→ **Exercise instructions**: Convert all of the data below into a JSON list of strings, one string per line, omitting any blank lines.

[Point annotation dataset records]
══════

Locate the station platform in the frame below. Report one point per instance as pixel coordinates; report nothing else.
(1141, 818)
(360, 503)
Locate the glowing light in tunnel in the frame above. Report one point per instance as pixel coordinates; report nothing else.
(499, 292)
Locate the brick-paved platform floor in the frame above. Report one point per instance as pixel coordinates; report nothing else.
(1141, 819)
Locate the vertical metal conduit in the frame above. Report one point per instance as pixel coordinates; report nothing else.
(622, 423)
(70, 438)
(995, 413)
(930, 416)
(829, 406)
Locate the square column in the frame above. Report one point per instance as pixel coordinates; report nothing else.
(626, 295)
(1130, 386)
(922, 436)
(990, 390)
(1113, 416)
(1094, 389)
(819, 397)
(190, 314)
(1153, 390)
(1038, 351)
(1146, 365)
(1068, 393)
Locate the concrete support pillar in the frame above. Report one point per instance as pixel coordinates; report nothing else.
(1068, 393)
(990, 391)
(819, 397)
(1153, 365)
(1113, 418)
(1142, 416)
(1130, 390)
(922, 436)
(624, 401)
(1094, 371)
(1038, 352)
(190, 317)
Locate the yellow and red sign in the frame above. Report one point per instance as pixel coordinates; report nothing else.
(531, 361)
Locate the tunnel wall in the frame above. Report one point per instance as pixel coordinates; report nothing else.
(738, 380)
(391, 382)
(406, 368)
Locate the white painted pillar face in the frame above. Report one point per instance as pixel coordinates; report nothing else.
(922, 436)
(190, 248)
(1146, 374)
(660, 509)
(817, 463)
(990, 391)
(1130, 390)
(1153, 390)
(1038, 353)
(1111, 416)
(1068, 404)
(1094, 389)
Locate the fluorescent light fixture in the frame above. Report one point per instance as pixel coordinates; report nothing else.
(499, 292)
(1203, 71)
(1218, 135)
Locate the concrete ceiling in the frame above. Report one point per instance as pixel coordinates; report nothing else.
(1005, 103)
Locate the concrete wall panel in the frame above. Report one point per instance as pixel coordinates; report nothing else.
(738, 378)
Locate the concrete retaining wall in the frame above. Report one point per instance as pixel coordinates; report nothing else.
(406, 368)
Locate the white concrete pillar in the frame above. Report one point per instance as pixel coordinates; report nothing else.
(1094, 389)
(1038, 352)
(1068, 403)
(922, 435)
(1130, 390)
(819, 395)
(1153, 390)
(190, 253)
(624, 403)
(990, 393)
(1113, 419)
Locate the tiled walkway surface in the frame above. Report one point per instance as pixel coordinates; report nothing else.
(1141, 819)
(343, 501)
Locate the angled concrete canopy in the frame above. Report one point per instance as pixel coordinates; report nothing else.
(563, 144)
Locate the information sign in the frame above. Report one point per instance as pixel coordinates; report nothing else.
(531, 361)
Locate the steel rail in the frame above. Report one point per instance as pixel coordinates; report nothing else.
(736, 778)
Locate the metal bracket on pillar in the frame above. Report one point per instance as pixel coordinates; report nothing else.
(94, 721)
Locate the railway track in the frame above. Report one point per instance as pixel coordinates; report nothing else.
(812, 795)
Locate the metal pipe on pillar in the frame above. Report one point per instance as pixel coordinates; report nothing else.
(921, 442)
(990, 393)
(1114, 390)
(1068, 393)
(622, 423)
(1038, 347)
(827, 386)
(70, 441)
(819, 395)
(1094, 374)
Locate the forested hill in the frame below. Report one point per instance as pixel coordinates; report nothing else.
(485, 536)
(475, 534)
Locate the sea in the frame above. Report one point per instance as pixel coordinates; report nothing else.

══════

→ **Result of this task**:
[
  "Locate the station platform in the frame below. Report one point per instance as pixel coordinates; report nothing else.",
  "(1141, 818)",
  "(360, 503)",
  "Locate the glowing light in tunnel in the frame above. Report one point per instance as pixel coordinates; report nothing else.",
  "(499, 292)",
  "Locate the brick-paved platform floor in the frame above. Report one point per instance as pixel coordinates; report nothing else.",
  "(1141, 819)",
  "Locate the vertical metal conduit in the frame above. Report one point per instance as pixel coordinates; report nothing else.",
  "(622, 423)",
  "(70, 438)",
  "(995, 413)",
  "(930, 416)",
  "(829, 406)",
  "Locate the square column in the frame above. Report one point per instance as pixel coordinates; report nothing else.",
  "(626, 295)",
  "(1130, 386)",
  "(922, 436)",
  "(990, 390)",
  "(1113, 416)",
  "(1094, 389)",
  "(819, 397)",
  "(190, 314)",
  "(1153, 390)",
  "(1038, 351)",
  "(1146, 365)",
  "(1068, 393)",
  "Locate the concrete support pillar in the frame above. Report one point per instance as pixel coordinates; report nothing else.",
  "(1068, 393)",
  "(990, 391)",
  "(819, 397)",
  "(1153, 365)",
  "(1113, 418)",
  "(1142, 416)",
  "(1130, 390)",
  "(922, 436)",
  "(624, 401)",
  "(1094, 371)",
  "(1038, 352)",
  "(190, 317)",
  "Locate the yellow and red sign in the frame above. Report one point per instance as pixel coordinates; report nothing else.",
  "(531, 361)",
  "Locate the tunnel wall in the frame above. Report one point per instance as pixel coordinates; report nothing else.",
  "(738, 380)",
  "(391, 382)",
  "(406, 368)",
  "Locate the white painted pillar face in the frame above. Report one point per instance as pixel coordinates; report nothing else.",
  "(922, 436)",
  "(190, 248)",
  "(1146, 374)",
  "(660, 509)",
  "(817, 463)",
  "(990, 391)",
  "(1130, 390)",
  "(1153, 390)",
  "(1038, 353)",
  "(1111, 416)",
  "(1068, 404)",
  "(1094, 389)",
  "Locate the fluorescent light fixture in the frame above. Report one point per instance as pixel coordinates; report nothing else.",
  "(499, 292)",
  "(1203, 71)",
  "(1218, 135)",
  "Locate the concrete ceiling in the frame above. Report one point per instance as pixel coordinates; report nothing else.",
  "(1005, 103)",
  "Locate the concrete wall panel in the frame above. Report one point per instance as pixel coordinates; report nothing else.",
  "(738, 378)",
  "Locate the concrete retaining wall in the frame above. Report one point per instance as pixel coordinates; report nothing else.",
  "(406, 368)",
  "Locate the white concrete pillar in the frame above. Report one point per instance as pixel coordinates; report nothing else.",
  "(1094, 389)",
  "(1038, 352)",
  "(1068, 403)",
  "(922, 435)",
  "(1130, 390)",
  "(819, 395)",
  "(1153, 390)",
  "(190, 253)",
  "(624, 403)",
  "(990, 393)",
  "(1113, 419)",
  "Locate the tiled walkway surface in the frame above. Report one point per instance as pixel coordinates; report nothing else.",
  "(1141, 819)",
  "(343, 501)",
  "Locate the angled concrete canopy in the frame above. Report one point per instance as pixel coordinates; report nothing else.",
  "(563, 144)",
  "Locate the information sign in the frame above. Report one point per instance as pixel coordinates; report nothing else.",
  "(531, 361)",
  "Locate the steel rail in the frame above. Report one point per instance as pixel coordinates; report nothing else.",
  "(736, 778)",
  "Locate the metal bracket on pillar in the frame above. Report one point per instance as pixel coordinates; report nothing else.",
  "(94, 721)",
  "Locate the railway track in the frame above. Report one point per instance as pixel coordinates; report nothing else.",
  "(812, 795)",
  "Locate the metal pipe on pillar in the frame above. Report one point per instance as pixel coordinates; report nothing else.",
  "(921, 442)",
  "(990, 393)",
  "(1114, 390)",
  "(1068, 393)",
  "(622, 423)",
  "(1038, 347)",
  "(827, 386)",
  "(70, 441)",
  "(819, 395)",
  "(1094, 374)",
  "Locate the forested hill in the frame below. Report one point per instance as pixel coordinates; report nothing else.",
  "(485, 536)",
  "(475, 534)",
  "Locate the sea in the frame above. Report one point per instance as pixel coordinates; report nothing else."
]